Information given:
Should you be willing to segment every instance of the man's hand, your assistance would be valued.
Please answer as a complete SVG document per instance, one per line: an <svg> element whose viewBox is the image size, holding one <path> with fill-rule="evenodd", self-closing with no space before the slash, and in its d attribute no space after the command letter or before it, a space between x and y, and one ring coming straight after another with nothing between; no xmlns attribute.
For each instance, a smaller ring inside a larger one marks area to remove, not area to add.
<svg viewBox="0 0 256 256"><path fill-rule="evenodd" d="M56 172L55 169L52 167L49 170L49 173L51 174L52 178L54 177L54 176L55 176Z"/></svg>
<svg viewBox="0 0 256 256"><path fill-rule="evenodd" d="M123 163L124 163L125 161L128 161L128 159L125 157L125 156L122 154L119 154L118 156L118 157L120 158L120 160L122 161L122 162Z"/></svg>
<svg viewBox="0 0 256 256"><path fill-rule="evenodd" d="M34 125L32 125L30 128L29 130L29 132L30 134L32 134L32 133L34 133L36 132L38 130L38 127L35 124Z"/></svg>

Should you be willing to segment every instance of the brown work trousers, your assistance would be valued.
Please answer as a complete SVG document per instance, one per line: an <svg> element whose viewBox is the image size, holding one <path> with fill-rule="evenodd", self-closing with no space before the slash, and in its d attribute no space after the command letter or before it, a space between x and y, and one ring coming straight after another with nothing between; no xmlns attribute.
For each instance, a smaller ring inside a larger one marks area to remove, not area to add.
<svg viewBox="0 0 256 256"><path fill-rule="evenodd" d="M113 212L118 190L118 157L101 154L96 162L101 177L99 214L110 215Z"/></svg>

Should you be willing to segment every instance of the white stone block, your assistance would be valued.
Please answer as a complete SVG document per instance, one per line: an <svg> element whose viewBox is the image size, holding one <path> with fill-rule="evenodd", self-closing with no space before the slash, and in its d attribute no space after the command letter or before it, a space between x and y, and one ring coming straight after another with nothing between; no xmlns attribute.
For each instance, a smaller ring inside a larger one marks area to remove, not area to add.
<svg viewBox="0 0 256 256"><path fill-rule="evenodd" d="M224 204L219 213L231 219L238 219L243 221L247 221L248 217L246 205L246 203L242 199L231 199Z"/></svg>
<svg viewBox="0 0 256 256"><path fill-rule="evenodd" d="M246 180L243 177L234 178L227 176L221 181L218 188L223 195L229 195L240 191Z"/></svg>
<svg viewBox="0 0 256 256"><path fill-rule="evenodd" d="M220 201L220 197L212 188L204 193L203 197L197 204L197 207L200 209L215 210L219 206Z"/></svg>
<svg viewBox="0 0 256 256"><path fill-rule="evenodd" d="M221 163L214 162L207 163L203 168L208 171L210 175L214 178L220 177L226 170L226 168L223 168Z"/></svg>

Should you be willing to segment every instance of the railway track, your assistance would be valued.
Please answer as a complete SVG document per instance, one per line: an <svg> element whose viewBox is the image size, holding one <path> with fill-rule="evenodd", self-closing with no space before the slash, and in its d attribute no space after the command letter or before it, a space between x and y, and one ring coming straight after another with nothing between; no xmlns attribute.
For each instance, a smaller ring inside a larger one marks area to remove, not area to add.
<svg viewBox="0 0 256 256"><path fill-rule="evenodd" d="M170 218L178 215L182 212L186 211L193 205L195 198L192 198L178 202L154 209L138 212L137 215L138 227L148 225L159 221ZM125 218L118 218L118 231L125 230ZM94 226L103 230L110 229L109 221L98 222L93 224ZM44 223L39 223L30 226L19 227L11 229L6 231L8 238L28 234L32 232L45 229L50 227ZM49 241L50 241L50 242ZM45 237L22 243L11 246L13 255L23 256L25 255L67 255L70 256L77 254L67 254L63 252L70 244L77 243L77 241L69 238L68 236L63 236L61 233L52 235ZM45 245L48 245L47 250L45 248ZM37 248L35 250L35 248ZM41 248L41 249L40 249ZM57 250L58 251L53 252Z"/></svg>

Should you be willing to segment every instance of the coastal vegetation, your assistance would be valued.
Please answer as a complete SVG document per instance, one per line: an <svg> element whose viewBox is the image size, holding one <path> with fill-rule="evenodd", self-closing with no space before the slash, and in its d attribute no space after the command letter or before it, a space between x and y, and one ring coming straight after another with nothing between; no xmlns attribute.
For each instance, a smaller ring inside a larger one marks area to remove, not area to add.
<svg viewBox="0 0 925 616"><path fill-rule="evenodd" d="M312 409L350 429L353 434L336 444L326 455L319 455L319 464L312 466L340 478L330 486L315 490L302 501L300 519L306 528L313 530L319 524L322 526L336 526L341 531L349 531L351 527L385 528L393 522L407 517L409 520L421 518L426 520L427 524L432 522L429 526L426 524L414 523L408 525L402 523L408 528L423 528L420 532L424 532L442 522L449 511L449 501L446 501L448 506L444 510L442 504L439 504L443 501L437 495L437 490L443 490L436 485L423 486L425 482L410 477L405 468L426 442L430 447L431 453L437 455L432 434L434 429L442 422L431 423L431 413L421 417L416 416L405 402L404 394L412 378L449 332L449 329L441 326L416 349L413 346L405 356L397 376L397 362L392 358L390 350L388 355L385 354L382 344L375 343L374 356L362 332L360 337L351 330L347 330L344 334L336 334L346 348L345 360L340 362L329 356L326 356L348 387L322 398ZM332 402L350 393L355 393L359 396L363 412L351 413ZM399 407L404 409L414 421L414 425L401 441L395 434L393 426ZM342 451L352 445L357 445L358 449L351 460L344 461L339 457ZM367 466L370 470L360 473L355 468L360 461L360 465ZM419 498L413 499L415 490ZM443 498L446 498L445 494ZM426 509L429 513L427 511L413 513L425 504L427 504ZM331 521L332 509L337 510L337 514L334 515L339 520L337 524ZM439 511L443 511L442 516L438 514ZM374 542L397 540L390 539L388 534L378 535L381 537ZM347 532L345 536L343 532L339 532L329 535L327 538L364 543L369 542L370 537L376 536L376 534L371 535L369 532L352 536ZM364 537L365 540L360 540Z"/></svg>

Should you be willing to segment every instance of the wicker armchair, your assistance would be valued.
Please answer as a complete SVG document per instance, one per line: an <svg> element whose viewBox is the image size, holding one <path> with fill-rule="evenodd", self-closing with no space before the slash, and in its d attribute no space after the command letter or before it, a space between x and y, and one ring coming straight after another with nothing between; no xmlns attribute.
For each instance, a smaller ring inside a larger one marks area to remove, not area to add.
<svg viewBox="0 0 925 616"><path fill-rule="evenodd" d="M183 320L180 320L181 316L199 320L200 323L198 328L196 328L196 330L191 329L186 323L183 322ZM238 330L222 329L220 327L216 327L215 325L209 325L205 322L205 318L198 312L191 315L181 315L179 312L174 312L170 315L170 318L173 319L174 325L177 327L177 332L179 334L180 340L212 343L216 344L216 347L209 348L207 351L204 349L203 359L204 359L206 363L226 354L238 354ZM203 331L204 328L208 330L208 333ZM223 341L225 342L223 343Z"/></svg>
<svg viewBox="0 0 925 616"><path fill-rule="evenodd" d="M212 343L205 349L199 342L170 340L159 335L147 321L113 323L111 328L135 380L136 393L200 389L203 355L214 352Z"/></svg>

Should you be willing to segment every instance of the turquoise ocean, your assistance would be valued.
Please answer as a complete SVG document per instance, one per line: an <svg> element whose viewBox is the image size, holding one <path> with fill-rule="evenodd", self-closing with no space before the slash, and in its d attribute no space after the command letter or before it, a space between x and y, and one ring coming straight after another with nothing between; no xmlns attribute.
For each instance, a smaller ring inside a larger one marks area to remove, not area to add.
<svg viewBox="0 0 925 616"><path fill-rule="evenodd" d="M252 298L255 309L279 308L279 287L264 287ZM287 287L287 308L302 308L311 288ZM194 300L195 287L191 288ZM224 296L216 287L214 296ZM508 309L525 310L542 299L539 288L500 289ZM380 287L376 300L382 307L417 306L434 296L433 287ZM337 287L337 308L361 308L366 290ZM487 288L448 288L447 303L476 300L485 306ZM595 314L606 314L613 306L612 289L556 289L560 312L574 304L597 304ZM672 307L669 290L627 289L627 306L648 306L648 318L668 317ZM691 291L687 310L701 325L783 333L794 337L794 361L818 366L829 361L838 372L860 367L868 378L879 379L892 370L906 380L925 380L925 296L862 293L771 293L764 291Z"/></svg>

Problem to work on: Format the rows beginning with the line that contains "Should you be willing to segment every instance of the railway" and continuing through the line that contains "218L178 215L182 212L186", both included, as a JSON list of strings with one string per line and blank lines omitted.

Task result:
[
  "Should you be willing to segment every instance of the railway track, your assistance would be valued.",
  "Please answer as a complete SVG document per instance, one per line: an <svg> element whose viewBox is the image size, holding one <path> with fill-rule=\"evenodd\", self-closing with no space before the slash, and in its d attribute no space after the command letter or before it, a space between x and y, and one ring coming straight after another with nothing between; no xmlns attribute.",
  "For each instance, a smaller ring inside a larger one marks area to remove, not area to add.",
  "<svg viewBox=\"0 0 256 256\"><path fill-rule=\"evenodd\" d=\"M170 218L178 215L182 212L186 211L193 205L195 198L192 198L178 202L154 209L138 212L137 215L138 227L148 225L159 221ZM125 218L118 218L118 231L125 230ZM94 226L103 230L110 229L109 221L98 222L93 224ZM44 223L39 223L30 226L19 227L11 229L6 231L8 238L28 234L32 232L45 229L50 227ZM49 241L50 241L50 242ZM45 237L22 243L11 246L13 255L23 256L25 255L67 255L70 256L77 254L67 254L63 252L70 244L77 243L77 241L69 238L68 236L63 236L61 233L52 235ZM45 245L48 245L47 250L45 248ZM37 248L35 250L35 248ZM41 248L41 249L40 249ZM57 250L58 251L53 252Z\"/></svg>"
]